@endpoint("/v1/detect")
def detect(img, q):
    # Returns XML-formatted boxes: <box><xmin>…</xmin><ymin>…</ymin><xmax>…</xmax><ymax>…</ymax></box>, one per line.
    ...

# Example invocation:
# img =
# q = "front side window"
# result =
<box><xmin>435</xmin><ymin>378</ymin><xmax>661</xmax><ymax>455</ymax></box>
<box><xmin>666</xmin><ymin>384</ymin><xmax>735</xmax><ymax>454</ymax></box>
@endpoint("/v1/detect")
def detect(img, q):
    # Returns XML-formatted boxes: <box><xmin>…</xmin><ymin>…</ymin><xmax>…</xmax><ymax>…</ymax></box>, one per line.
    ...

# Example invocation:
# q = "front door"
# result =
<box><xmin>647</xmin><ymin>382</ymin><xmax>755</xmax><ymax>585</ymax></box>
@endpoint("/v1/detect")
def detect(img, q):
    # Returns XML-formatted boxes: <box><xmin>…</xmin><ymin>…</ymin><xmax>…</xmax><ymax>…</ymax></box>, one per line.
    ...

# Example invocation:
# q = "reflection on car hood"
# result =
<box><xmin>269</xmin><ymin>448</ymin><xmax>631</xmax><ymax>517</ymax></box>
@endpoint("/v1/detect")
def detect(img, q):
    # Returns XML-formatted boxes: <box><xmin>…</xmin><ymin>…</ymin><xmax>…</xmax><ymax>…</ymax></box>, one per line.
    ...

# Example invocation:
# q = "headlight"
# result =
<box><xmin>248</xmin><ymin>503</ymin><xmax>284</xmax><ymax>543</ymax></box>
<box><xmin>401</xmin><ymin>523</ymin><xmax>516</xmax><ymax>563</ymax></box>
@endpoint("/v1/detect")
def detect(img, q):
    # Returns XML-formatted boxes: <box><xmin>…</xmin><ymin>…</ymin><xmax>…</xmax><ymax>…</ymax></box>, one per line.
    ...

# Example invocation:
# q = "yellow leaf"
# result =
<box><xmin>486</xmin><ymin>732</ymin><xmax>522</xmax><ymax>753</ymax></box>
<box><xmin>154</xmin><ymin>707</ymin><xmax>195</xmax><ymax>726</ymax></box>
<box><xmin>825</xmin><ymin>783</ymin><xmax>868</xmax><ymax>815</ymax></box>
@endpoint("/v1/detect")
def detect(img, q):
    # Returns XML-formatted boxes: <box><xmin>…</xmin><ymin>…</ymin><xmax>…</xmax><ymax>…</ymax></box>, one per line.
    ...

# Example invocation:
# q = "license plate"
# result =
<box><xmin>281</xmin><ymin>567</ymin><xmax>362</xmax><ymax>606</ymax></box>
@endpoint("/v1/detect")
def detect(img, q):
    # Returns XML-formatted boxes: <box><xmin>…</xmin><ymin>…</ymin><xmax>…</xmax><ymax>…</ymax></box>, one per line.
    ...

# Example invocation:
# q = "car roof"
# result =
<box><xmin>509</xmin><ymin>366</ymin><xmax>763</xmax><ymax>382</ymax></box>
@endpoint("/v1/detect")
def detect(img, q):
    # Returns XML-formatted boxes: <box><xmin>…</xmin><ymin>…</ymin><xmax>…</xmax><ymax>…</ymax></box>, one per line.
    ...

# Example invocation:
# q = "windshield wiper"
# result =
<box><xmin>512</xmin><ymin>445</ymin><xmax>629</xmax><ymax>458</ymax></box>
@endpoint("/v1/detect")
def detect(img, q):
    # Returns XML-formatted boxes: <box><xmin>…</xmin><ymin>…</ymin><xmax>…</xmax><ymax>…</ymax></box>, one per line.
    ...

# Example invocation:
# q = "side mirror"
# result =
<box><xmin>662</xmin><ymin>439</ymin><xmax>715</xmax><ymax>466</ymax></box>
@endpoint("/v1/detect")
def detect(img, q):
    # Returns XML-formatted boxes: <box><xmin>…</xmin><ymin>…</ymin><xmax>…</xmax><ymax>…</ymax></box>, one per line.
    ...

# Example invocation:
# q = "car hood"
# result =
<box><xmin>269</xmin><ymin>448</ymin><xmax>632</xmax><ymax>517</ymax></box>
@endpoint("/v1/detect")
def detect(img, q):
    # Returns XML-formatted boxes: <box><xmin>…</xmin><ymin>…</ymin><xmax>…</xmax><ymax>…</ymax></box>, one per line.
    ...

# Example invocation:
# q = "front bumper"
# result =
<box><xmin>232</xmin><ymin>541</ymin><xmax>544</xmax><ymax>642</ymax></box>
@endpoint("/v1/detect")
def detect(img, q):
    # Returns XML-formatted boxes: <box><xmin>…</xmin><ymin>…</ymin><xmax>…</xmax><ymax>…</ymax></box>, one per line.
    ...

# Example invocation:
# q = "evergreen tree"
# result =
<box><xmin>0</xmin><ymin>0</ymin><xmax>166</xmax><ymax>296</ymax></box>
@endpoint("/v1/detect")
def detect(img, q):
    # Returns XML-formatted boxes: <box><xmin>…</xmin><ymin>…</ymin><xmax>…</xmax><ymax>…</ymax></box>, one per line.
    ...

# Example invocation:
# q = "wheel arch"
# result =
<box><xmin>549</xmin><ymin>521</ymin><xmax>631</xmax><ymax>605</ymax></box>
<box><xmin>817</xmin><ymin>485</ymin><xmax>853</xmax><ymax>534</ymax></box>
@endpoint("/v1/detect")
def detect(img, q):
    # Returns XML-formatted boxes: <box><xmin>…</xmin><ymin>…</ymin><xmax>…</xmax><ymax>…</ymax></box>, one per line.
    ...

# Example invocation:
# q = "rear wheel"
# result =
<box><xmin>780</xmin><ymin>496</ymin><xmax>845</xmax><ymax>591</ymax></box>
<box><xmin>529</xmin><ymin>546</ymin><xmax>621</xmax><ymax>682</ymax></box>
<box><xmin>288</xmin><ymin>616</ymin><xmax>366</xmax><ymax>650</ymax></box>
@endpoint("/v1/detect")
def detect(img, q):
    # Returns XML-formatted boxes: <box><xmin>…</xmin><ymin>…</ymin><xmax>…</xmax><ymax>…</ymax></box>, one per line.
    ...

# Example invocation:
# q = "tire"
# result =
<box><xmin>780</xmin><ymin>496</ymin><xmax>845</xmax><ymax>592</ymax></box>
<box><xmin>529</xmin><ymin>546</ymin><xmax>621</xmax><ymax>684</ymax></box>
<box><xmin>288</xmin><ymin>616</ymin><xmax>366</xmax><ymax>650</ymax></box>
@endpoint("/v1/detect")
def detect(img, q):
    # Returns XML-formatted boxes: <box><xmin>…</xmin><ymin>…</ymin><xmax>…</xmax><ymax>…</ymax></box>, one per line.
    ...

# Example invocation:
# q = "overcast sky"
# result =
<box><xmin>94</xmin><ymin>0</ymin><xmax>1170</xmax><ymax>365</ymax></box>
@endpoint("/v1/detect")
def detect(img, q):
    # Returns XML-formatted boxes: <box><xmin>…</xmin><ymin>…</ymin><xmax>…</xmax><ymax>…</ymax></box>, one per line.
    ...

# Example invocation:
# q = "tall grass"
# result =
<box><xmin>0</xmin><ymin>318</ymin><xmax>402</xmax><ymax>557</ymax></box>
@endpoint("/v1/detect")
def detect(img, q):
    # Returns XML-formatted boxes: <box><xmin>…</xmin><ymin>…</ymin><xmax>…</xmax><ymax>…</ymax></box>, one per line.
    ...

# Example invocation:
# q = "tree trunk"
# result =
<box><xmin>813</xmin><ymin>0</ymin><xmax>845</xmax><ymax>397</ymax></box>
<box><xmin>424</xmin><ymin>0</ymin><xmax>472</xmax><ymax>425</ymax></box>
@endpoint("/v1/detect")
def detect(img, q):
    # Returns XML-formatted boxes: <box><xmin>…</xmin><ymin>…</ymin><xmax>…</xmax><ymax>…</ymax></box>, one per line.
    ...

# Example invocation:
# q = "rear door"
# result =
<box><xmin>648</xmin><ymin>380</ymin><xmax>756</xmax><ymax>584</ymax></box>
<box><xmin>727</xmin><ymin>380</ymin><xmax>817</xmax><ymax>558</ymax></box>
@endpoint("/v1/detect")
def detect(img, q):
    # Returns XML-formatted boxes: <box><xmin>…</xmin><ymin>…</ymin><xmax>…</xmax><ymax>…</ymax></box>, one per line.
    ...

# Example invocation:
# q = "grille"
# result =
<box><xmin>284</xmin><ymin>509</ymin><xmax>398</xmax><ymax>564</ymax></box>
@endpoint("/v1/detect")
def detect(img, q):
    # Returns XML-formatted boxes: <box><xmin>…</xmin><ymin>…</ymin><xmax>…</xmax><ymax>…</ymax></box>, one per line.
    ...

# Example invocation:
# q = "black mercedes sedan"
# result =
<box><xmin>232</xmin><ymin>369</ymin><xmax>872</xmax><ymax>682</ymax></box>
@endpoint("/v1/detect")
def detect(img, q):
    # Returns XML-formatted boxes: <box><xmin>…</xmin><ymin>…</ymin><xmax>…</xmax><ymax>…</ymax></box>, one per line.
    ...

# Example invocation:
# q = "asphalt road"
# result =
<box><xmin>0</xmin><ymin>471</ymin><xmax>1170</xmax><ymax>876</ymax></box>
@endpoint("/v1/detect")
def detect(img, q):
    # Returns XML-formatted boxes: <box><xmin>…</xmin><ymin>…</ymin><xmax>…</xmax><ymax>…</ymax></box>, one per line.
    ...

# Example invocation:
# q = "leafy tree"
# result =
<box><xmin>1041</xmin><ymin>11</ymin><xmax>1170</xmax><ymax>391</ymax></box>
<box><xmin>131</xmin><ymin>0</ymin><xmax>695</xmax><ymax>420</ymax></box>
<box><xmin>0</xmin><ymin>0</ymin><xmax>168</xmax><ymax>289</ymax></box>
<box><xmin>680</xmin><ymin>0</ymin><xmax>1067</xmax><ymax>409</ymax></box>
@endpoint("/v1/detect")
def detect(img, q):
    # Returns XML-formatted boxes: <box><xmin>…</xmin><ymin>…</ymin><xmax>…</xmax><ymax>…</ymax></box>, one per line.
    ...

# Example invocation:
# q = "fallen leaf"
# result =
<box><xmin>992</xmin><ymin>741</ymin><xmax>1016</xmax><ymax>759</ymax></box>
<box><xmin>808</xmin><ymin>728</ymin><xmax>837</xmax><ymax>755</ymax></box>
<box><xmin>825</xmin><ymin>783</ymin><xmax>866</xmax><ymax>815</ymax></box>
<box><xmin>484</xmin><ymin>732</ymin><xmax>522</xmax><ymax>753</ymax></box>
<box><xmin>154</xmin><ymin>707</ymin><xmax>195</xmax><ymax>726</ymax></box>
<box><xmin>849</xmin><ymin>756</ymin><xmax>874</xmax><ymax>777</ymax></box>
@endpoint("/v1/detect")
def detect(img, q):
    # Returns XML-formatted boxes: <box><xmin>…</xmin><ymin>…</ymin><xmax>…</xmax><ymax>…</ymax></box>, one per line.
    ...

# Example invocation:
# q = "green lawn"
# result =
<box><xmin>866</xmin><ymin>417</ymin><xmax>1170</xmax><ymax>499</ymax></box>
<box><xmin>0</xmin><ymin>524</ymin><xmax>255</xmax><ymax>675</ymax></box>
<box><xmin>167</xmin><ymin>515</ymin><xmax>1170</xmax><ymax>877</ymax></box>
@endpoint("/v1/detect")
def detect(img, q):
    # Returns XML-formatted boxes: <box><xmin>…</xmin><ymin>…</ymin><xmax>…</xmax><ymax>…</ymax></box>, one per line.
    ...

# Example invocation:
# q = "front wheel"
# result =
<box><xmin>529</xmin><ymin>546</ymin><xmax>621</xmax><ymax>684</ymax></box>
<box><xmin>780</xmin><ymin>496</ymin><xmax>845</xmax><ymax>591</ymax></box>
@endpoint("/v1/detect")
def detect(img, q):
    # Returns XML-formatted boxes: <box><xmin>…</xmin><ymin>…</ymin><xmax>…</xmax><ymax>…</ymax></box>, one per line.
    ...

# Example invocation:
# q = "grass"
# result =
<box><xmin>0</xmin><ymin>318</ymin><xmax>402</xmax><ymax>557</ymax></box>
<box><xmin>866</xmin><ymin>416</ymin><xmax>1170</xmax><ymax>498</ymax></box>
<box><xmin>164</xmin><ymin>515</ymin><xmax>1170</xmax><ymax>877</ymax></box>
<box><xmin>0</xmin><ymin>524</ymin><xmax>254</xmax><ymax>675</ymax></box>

▸ **WHAT IS REQUIRED**:
Count how many lines of the material above contain the string "front", treating uppercase and lowercase as different. Reply with the number alone.

▸ **TASK SOLUTION**:
4